Segmentation mask data

§ §

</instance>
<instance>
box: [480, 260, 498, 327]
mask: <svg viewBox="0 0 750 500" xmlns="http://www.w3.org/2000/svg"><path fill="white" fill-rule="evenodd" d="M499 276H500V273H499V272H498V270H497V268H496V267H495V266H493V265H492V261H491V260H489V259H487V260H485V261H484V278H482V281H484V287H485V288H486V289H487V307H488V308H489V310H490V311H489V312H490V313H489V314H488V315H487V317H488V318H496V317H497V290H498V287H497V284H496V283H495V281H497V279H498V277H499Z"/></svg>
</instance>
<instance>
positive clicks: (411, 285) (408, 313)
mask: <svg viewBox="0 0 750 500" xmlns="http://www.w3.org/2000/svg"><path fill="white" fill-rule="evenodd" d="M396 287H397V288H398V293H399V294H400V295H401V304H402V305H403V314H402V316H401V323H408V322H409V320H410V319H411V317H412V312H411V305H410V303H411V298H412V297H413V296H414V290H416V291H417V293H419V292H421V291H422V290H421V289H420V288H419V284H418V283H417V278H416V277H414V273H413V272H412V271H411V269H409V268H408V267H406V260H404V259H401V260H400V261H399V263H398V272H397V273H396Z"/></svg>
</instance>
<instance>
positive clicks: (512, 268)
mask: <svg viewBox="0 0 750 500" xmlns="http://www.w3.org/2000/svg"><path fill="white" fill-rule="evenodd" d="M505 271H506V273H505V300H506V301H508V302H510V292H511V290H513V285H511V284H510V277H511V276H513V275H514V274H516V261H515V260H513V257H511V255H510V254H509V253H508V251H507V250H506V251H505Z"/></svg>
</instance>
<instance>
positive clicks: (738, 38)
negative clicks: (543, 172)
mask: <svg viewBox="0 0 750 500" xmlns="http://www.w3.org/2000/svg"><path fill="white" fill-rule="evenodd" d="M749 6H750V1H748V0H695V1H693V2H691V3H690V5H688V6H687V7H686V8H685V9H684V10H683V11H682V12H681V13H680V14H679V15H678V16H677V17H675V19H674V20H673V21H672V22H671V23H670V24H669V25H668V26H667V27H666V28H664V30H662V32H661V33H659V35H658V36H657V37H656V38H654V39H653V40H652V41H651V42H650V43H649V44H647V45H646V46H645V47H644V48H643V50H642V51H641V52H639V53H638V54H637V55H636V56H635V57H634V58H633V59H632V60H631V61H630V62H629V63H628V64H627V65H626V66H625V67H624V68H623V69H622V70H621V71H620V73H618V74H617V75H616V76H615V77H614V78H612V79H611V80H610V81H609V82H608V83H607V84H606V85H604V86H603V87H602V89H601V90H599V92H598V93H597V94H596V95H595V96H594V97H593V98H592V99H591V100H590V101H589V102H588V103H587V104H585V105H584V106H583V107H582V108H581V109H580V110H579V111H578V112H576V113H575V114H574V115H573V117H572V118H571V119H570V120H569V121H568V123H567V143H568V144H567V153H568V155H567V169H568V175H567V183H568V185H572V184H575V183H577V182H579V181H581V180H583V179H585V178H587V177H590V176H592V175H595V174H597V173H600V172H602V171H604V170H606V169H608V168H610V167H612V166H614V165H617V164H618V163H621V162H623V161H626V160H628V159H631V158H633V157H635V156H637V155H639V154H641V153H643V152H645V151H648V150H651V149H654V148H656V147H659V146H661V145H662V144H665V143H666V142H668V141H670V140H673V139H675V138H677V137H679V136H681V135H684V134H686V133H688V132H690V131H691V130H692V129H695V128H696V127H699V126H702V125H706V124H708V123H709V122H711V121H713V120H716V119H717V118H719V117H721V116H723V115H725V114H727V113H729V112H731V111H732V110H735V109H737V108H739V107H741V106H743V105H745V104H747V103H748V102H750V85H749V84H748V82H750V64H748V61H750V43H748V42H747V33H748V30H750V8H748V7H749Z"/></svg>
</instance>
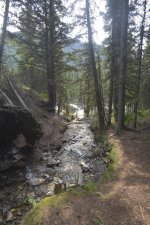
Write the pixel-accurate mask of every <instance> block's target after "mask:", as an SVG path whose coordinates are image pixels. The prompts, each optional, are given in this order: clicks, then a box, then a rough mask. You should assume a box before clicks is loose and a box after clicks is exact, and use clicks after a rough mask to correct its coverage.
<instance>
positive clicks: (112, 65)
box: [108, 18, 115, 125]
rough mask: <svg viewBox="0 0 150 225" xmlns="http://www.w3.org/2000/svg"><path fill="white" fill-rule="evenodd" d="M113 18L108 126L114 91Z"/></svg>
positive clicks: (113, 20) (109, 122)
mask: <svg viewBox="0 0 150 225" xmlns="http://www.w3.org/2000/svg"><path fill="white" fill-rule="evenodd" d="M114 53H115V49H114V18H113V19H112V43H111V74H110V85H109V106H108V107H109V108H108V125H111V116H112V104H113V90H114Z"/></svg>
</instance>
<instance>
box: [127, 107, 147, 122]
mask: <svg viewBox="0 0 150 225" xmlns="http://www.w3.org/2000/svg"><path fill="white" fill-rule="evenodd" d="M137 119H138V120H137V122H138V123H142V122H144V121H145V120H150V110H148V109H147V110H140V111H139V112H138V114H137ZM133 122H134V113H126V114H125V124H129V123H133Z"/></svg>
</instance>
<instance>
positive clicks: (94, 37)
mask: <svg viewBox="0 0 150 225" xmlns="http://www.w3.org/2000/svg"><path fill="white" fill-rule="evenodd" d="M81 2H82V0H81V1H80V4H78V5H77V7H76V9H75V13H76V14H78V13H79V12H81V13H82V9H81V8H82V3H81ZM91 2H92V1H91ZM83 3H84V2H83ZM3 6H4V4H3V2H2V0H0V28H1V27H2V23H3V12H4V7H3ZM66 6H67V5H66ZM99 7H100V9H101V10H102V11H103V12H104V11H105V5H104V3H101V4H99V6H97V5H94V15H96V18H95V19H94V25H93V28H94V35H93V39H94V41H95V42H96V43H97V44H100V43H101V42H102V41H103V40H104V39H105V38H106V37H107V35H106V33H105V32H104V30H103V26H104V21H103V18H102V16H101V15H100V9H99ZM10 10H11V8H10ZM79 14H80V13H79ZM65 21H66V22H71V18H68V17H66V18H65ZM8 30H10V31H11V32H13V31H16V28H15V27H13V26H9V27H8ZM82 31H83V30H82V27H79V26H77V27H76V28H75V29H74V31H73V32H72V34H71V36H72V37H75V36H76V35H77V34H78V33H80V32H82ZM83 41H84V39H83Z"/></svg>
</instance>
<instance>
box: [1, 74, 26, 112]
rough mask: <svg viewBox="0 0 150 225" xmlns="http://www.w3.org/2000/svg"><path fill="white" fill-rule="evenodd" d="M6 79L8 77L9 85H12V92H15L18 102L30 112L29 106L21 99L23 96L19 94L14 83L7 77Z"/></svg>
mask: <svg viewBox="0 0 150 225" xmlns="http://www.w3.org/2000/svg"><path fill="white" fill-rule="evenodd" d="M5 77H6V79H7V81H8V83H9V85H10V87H11V89H12V91H13V92H14V94H15V96H16V98H17V99H18V101H19V102H20V104H21V106H22V107H23V108H24V109H26V110H28V111H29V108H28V106H27V105H26V103H25V102H24V101H23V99H22V98H21V96H20V95H19V94H18V92H17V90H16V88H15V87H14V85H13V83H12V82H11V80H10V79H9V78H8V77H7V76H5Z"/></svg>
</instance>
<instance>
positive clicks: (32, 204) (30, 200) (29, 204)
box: [28, 197, 37, 207]
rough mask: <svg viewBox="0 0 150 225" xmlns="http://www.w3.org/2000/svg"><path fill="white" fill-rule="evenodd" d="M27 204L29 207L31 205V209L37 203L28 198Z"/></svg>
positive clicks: (35, 205)
mask: <svg viewBox="0 0 150 225" xmlns="http://www.w3.org/2000/svg"><path fill="white" fill-rule="evenodd" d="M28 203H29V205H31V206H32V207H35V206H36V204H37V202H36V200H35V199H34V198H31V197H30V198H28Z"/></svg>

§ §

Exercise directions
Type the entries above out again exactly, with no pictures.

Result for this exercise
</instance>
<instance>
box: [480, 260, 498, 327]
mask: <svg viewBox="0 0 750 500" xmlns="http://www.w3.org/2000/svg"><path fill="white" fill-rule="evenodd" d="M499 276H500V273H499V272H498V270H497V268H496V267H495V266H493V265H492V261H491V260H489V259H487V260H485V261H484V278H482V281H484V287H485V288H486V289H487V307H488V308H489V310H490V311H489V312H490V313H489V314H488V315H487V317H488V318H496V317H497V290H498V287H497V284H496V283H495V281H497V279H498V277H499Z"/></svg>
</instance>
<instance>
positive clicks: (411, 285) (408, 313)
mask: <svg viewBox="0 0 750 500" xmlns="http://www.w3.org/2000/svg"><path fill="white" fill-rule="evenodd" d="M396 287H397V288H398V293H399V294H400V295H401V304H402V305H403V314H402V316H401V323H408V322H409V320H410V319H411V317H412V312H411V305H410V303H411V298H412V297H413V296H414V290H416V291H417V293H419V292H421V291H422V290H421V289H420V288H419V284H418V283H417V278H416V277H414V273H413V272H412V271H411V269H409V268H408V267H406V260H404V259H401V260H400V261H399V263H398V272H397V273H396Z"/></svg>
</instance>
<instance>
positive clicks: (512, 268)
mask: <svg viewBox="0 0 750 500" xmlns="http://www.w3.org/2000/svg"><path fill="white" fill-rule="evenodd" d="M505 271H506V273H505V300H506V301H508V302H510V292H511V290H513V285H511V284H510V277H511V276H513V275H514V274H516V261H515V260H513V257H511V255H510V254H509V253H508V251H507V250H506V251H505Z"/></svg>
</instance>
<instance>
positive clicks: (738, 38)
negative clicks: (543, 172)
mask: <svg viewBox="0 0 750 500" xmlns="http://www.w3.org/2000/svg"><path fill="white" fill-rule="evenodd" d="M749 6H750V1H748V0H695V1H693V2H691V3H690V5H688V6H687V7H686V8H685V9H684V10H683V11H682V12H681V13H680V14H679V15H678V16H677V17H675V19H674V20H673V21H672V22H671V23H670V24H669V25H668V26H667V27H666V28H664V30H662V32H661V33H659V35H658V36H657V37H656V38H654V39H653V40H652V41H651V42H650V43H649V44H647V45H646V46H645V47H644V48H643V50H642V51H641V52H639V53H638V54H637V55H636V56H635V57H634V58H633V59H632V60H631V61H630V62H629V63H628V64H627V65H626V66H625V67H624V68H623V69H622V70H621V71H620V73H618V74H617V75H616V76H615V77H614V78H612V79H611V80H610V81H609V82H608V83H607V84H606V85H604V86H603V87H602V89H601V90H599V92H598V93H597V94H596V95H595V96H594V97H593V98H592V99H591V100H590V101H589V102H588V103H587V104H585V105H584V106H583V107H582V108H581V109H580V110H579V111H578V112H576V113H575V114H574V115H573V117H572V118H571V119H570V120H569V121H568V123H567V143H568V144H567V153H568V155H567V169H568V175H567V183H568V185H572V184H575V183H577V182H579V181H581V180H583V179H585V178H587V177H590V176H592V175H595V174H597V173H600V172H602V171H604V170H606V169H608V168H610V167H612V166H614V165H617V164H618V163H621V162H623V161H626V160H628V159H631V158H633V157H635V156H637V155H639V154H641V153H643V152H645V151H648V150H651V149H654V148H656V147H659V146H661V145H662V144H665V143H666V142H668V141H670V140H673V139H675V138H677V137H679V136H681V135H684V134H686V133H688V132H690V131H691V130H692V129H695V128H696V127H699V126H702V125H706V124H708V123H709V122H711V121H713V120H716V119H717V118H719V117H721V116H723V115H725V114H727V113H729V112H731V111H732V110H735V109H737V108H739V107H741V106H743V105H745V104H747V103H748V102H750V85H749V84H748V82H750V64H748V61H750V43H748V42H747V33H748V30H750V8H748V7H749Z"/></svg>
</instance>
Write the pixel-accurate mask of every <instance> block's target after "mask:", as an SVG path whose coordinates are image pixels. The prompts, each optional, are given in this order: clicks, then a box, then a rough mask. You should assume a box before clicks is loose and a box after clicks is exact, and use clicks after a rough mask to correct its coverage.
<instance>
positive clicks: (112, 65)
box: [108, 18, 115, 125]
rough mask: <svg viewBox="0 0 150 225" xmlns="http://www.w3.org/2000/svg"><path fill="white" fill-rule="evenodd" d="M113 18L108 126L114 91Z"/></svg>
positive clicks: (113, 20) (109, 122)
mask: <svg viewBox="0 0 150 225" xmlns="http://www.w3.org/2000/svg"><path fill="white" fill-rule="evenodd" d="M114 53H115V49H114V18H113V19H112V43H111V74H110V85H109V106H108V107H109V108H108V125H111V116H112V104H113V90H114Z"/></svg>
</instance>
<instance>
box: [127, 107, 147, 122]
mask: <svg viewBox="0 0 150 225" xmlns="http://www.w3.org/2000/svg"><path fill="white" fill-rule="evenodd" d="M137 119H138V120H137V122H138V123H142V122H144V121H145V120H150V110H148V109H147V110H140V111H139V112H138V114H137ZM133 122H134V113H126V114H125V124H129V123H133Z"/></svg>
</instance>
<instance>
positive clicks: (94, 37)
mask: <svg viewBox="0 0 150 225" xmlns="http://www.w3.org/2000/svg"><path fill="white" fill-rule="evenodd" d="M81 2H82V0H81V1H80V4H78V5H77V7H76V9H75V13H76V14H78V13H79V12H81V13H82V9H81V8H82V3H81ZM91 2H92V1H91ZM83 3H84V2H83ZM3 6H4V4H3V2H2V0H0V28H1V27H2V23H3V12H4V7H3ZM66 6H67V5H66ZM99 7H100V9H101V10H102V11H103V12H104V11H105V5H104V3H101V4H99V6H97V5H94V15H96V18H95V19H94V25H93V28H94V35H93V39H94V41H95V42H96V43H97V44H100V43H101V42H102V41H103V40H104V39H105V38H106V37H107V35H106V33H105V32H104V30H103V26H104V21H103V18H102V16H101V15H100V9H99ZM10 10H11V8H10ZM79 14H80V13H79ZM65 21H66V22H71V18H68V17H66V18H65ZM8 30H10V31H11V32H13V31H16V28H15V27H13V26H9V27H8ZM82 31H83V30H82V27H79V26H77V27H76V28H75V29H74V31H73V32H72V34H71V36H72V37H75V36H76V35H77V34H78V33H80V32H82ZM83 41H84V39H83Z"/></svg>
</instance>
<instance>
box: [1, 74, 26, 112]
rough mask: <svg viewBox="0 0 150 225" xmlns="http://www.w3.org/2000/svg"><path fill="white" fill-rule="evenodd" d="M6 79L8 77L9 85H12V92H15L18 102L30 112L29 106L21 99L23 96L19 94L14 83L7 77Z"/></svg>
mask: <svg viewBox="0 0 150 225" xmlns="http://www.w3.org/2000/svg"><path fill="white" fill-rule="evenodd" d="M5 77H6V79H7V81H8V83H9V85H10V87H11V89H12V91H13V92H14V94H15V96H16V98H17V99H18V101H19V102H20V104H21V106H22V107H23V108H24V109H26V110H28V111H29V108H28V106H27V105H26V103H25V102H24V101H23V99H22V98H21V96H20V95H19V94H18V92H17V90H16V88H15V87H14V85H13V83H12V82H11V80H10V79H9V78H8V77H7V76H5Z"/></svg>
</instance>
<instance>
positive clicks: (32, 204) (30, 200) (29, 204)
box: [28, 197, 37, 207]
rough mask: <svg viewBox="0 0 150 225" xmlns="http://www.w3.org/2000/svg"><path fill="white" fill-rule="evenodd" d="M27 204L29 207L31 205V209L37 203L28 198Z"/></svg>
positive clicks: (35, 205)
mask: <svg viewBox="0 0 150 225" xmlns="http://www.w3.org/2000/svg"><path fill="white" fill-rule="evenodd" d="M28 203H29V205H31V206H32V207H35V206H36V204H37V202H36V200H35V199H34V198H31V197H30V198H28Z"/></svg>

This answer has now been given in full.